(Free-text object descriptions)
____________________
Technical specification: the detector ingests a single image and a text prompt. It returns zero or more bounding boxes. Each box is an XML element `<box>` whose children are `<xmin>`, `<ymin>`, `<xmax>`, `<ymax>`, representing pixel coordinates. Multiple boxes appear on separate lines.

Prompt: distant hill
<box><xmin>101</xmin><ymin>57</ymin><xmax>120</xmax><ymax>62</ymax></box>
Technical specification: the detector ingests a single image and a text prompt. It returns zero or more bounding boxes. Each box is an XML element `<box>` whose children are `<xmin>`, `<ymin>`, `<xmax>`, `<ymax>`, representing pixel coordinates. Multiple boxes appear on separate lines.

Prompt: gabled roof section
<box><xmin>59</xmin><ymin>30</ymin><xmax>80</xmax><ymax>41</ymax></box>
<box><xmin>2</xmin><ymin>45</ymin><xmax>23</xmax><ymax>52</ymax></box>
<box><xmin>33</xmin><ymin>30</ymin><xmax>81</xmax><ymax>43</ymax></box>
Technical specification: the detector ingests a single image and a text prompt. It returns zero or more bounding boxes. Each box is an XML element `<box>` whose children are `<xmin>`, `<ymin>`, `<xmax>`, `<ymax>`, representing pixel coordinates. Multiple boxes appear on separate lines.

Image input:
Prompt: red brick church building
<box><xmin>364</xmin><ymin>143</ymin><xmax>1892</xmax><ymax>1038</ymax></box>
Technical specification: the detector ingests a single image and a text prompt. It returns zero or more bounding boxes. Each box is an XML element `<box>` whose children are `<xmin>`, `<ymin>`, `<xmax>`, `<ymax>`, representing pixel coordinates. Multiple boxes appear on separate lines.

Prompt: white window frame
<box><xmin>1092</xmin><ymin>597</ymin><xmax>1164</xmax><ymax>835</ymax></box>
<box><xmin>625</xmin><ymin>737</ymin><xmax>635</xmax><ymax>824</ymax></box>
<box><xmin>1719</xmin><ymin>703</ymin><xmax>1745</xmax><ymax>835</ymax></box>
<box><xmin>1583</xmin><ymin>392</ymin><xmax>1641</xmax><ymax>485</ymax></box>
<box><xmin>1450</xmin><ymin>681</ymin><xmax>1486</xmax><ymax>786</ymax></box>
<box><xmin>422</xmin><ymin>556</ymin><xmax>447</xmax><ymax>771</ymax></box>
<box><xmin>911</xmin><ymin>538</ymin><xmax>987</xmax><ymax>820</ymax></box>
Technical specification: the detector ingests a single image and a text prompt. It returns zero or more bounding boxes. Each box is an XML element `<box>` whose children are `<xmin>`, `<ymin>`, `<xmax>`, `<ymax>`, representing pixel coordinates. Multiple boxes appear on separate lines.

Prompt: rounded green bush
____________________
** WORK TO COMPLETE **
Where the line containing "Prompt: white window frame" appears in the data above, begin there and reproduce every line to the end exactly; include nothing else.

** WORKED SOLUTION **
Prompt: white window frame
<box><xmin>1092</xmin><ymin>597</ymin><xmax>1164</xmax><ymax>835</ymax></box>
<box><xmin>625</xmin><ymin>737</ymin><xmax>635</xmax><ymax>824</ymax></box>
<box><xmin>1719</xmin><ymin>703</ymin><xmax>1745</xmax><ymax>835</ymax></box>
<box><xmin>1583</xmin><ymin>392</ymin><xmax>1641</xmax><ymax>485</ymax></box>
<box><xmin>1450</xmin><ymin>681</ymin><xmax>1486</xmax><ymax>786</ymax></box>
<box><xmin>422</xmin><ymin>556</ymin><xmax>447</xmax><ymax>771</ymax></box>
<box><xmin>911</xmin><ymin>538</ymin><xmax>987</xmax><ymax>820</ymax></box>
Technical specification: the detector ingests a single image and a text prompt. It returns zero or more bounding boxes. Each box is an XML element `<box>` whose children are `<xmin>`, `<ymin>`, `<xmax>`, `<ymax>`, representing pixel coordinates. Multiple boxes appear on separate lines.

Prompt: rounded green bush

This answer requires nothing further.